§ Prompt A
Rewrite the commit message, starting at the words "Estimated hours taken: 24" and stopping after "for non-debuggable executables.", with "runtime" changed to "run-time system".
§ Prompt B
Collect every row that contains the word "metal", treating uppercase and lowercase as different.

Files
mercury/compiler/optimize.m
Zoltan Somogyi 0642a10ff8 Reduce the number of arguments of MR_trace() to one.
Estimated hours taken: 24

WARNING: this change affects binary compatibility for debuggable code;
the debuggable modules of the program and the runtime linked into the
executable must either all come from before this change, or they must all
come from after this change. However, this change does *not* affect binary
compatibility for non-debuggable executables.

Reduce the number of arguments of MR_trace() to one. Two of the arguments,
the port and the goal path, move into the label layout structure, as 16-bit
numbers; the port as a simple enumeration type, and the goal path as an
index into the module-wide string table. (The latter will eventually allow the
debugger to support the placement of breakpoints on labels with specific goal
paths.) The third argument, the number of the highest-numbered rN register in
use at the label, has been moved into the proc layout structure. In theory,
this will require more register saves and restores, since the number in the
proc layout is conservative (it is the max of the numbers that would be
required at the individual labels). However, this is not important, for two
reasons. First, we always save and restore all the rM registers that
appear in the mrM array before the last special-purpose register, and in
most cases this dictates how many registers we save/restore. Second, we
save/restore registers only when the debugger starts interaction, so
save/restore is a time critical activity only for the external debugger.

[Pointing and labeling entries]
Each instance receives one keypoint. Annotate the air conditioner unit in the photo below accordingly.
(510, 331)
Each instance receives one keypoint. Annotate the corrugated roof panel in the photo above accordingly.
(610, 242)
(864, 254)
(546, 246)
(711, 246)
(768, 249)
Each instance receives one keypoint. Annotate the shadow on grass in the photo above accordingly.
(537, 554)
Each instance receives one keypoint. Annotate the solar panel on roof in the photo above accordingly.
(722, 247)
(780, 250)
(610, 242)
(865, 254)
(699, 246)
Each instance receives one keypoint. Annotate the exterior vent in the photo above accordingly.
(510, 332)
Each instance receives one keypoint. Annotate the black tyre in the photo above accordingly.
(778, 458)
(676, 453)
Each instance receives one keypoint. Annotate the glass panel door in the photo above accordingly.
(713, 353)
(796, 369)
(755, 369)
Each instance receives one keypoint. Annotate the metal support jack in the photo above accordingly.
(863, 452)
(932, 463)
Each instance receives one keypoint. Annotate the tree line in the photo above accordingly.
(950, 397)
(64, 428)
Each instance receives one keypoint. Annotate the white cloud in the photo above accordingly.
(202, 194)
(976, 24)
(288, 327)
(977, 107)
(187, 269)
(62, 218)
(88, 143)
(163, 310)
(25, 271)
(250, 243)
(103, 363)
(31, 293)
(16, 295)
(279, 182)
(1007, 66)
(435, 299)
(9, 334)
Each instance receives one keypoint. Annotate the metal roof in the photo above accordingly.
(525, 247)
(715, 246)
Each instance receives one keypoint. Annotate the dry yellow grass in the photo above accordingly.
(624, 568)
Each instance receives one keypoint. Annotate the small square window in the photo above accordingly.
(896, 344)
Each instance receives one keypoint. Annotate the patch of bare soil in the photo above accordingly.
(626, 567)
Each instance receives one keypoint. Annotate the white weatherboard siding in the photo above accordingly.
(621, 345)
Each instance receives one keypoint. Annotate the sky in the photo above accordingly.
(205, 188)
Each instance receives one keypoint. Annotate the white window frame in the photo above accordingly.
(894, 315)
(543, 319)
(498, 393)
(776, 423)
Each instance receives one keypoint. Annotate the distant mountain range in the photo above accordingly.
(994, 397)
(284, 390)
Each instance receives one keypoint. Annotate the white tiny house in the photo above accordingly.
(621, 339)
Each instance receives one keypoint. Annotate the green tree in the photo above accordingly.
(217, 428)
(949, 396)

§ Written solution A
Estimated hours taken: 24

WARNING: this change affects binary compatibility for debuggable code;
the debuggable modules of the program and the run-time system linked into the
executable must either all come from before this change, or they must all
come from after this change. However, this change does *not* affect binary
compatibility for non-debuggable executables.

§ Written solution B
Each instance receives one keypoint. Annotate the metal support jack in the photo above accordingly.
Each instance receives one keypoint. Annotate the metal roof in the photo above accordingly.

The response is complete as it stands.